= Task instructions =
Every record here needs to be retyped exactly.

Segment Start: Given information

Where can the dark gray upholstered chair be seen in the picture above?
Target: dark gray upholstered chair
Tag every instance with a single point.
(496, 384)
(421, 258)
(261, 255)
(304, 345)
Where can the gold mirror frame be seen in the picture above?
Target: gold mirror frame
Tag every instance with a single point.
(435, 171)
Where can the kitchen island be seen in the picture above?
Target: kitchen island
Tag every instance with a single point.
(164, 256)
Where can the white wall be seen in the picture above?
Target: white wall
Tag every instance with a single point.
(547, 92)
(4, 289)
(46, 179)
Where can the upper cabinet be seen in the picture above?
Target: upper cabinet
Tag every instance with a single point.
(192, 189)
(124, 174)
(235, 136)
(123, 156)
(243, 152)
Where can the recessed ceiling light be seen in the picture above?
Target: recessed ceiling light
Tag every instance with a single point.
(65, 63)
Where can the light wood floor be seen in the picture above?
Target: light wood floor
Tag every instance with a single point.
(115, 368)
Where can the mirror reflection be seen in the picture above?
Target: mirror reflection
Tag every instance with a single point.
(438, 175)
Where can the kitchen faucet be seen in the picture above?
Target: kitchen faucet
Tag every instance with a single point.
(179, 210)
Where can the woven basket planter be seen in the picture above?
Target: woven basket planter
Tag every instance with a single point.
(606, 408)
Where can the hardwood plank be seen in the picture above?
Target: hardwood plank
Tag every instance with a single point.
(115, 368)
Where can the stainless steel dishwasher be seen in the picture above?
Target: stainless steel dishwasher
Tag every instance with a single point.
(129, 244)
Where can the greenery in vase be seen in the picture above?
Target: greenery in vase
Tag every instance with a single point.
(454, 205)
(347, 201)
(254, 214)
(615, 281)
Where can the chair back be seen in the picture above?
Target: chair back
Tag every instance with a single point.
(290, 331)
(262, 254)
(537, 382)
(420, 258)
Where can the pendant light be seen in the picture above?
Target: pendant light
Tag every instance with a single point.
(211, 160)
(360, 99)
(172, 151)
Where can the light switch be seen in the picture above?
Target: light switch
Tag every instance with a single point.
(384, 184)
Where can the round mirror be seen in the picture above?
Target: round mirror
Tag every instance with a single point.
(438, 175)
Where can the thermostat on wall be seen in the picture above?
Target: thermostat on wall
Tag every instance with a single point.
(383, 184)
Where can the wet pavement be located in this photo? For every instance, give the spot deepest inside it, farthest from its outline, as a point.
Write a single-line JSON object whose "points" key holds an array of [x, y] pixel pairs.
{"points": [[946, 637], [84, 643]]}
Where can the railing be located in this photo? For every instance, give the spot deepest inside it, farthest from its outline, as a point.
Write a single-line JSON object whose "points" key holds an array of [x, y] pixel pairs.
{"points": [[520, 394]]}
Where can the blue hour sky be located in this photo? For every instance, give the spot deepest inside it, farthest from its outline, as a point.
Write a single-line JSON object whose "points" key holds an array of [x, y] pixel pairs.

Segment End: Given information

= Reply to the exercise =
Where can the dark gray upholstered chair be seen in the picture above?
Target: dark gray upholstered chair
Tag every instance with a single point.
(496, 384)
(421, 258)
(261, 255)
(304, 345)
Where can the gold mirror frame be seen in the picture above?
Target: gold mirror frame
Tag every instance with a single point.
(435, 171)
Where can the kitchen island be seen in the picture above?
Target: kitchen island
Tag every instance with a single point.
(164, 256)
Where can the white wall be seen in the picture above?
Target: white wall
Tag every instance with a single point.
(547, 92)
(4, 289)
(46, 179)
Where can the upper cabinet be seen in the picture above?
Target: upper cabinet
Tag every instance with a single point.
(192, 189)
(124, 174)
(235, 136)
(123, 156)
(243, 152)
Where can the recessed ceiling light be seen in the picture above?
Target: recessed ceiling light
Tag every instance with a single point.
(65, 63)
Where can the light wood floor be seen in the picture above?
Target: light wood floor
Tag every instance with a single point.
(115, 368)
Where can the mirror reflection be seen in the picture above?
Target: mirror reflection
Tag every instance with a single point.
(438, 175)
Where can the kitchen faucet be seen in the picture above?
Target: kitchen faucet
Tag every instance with a single point.
(179, 210)
Where can the woven basket planter be seen in the picture above?
Target: woven basket planter
Tag every instance with a single point.
(606, 408)
Where can the hardwood plank be seen in the picture above?
Target: hardwood plank
Tag every instance with a single point.
(115, 368)
Where can the stainless steel dishwasher be seen in the picture above?
Target: stainless steel dishwasher
Tag every instance with a single point.
(129, 244)
Where can the greenery in vase be seen in the picture above?
Target: greenery in vase
Tag every instance with a single point.
(454, 205)
(347, 201)
(254, 214)
(615, 281)
Where can the chair back be seen in the picture above?
Target: chair back
Tag every instance with a single point.
(290, 331)
(262, 254)
(537, 382)
(420, 258)
Where can the pendant light be seen in the picture above?
Target: pendant light
Tag every instance with a single point.
(211, 160)
(360, 99)
(172, 151)
Where can the light switch be seen in the picture above?
Target: light switch
Tag every instance with a single point.
(384, 184)
Where can the round mirror be seen in the picture above?
Target: round mirror
Tag every instance with a single point.
(438, 175)
Where can the thermostat on wall be seen in the picture above?
Target: thermostat on wall
Tag every instance with a single point.
(383, 184)
Where can the wet pavement be located in this photo? For every instance, give the spot deepest inside it, farthest from its outline, as a point.
Write a single-line JSON object whose "points" key holds an array of [x, y] pixel pairs.
{"points": [[946, 637], [84, 643]]}
Where can the railing be located in this photo? For every instance, give the spot deepest inside it, farthest from its outline, as a point.
Write a single-line JSON object whose "points" key holds an array of [x, y] pixel pairs.
{"points": [[520, 394]]}
Where can the blue hour sky be located in this photo? For every instance, give the spot deepest inside it, farthest from its outline, as a point.
Write a single-line JSON object whose "points" key holds an array of [x, y] pixel pairs.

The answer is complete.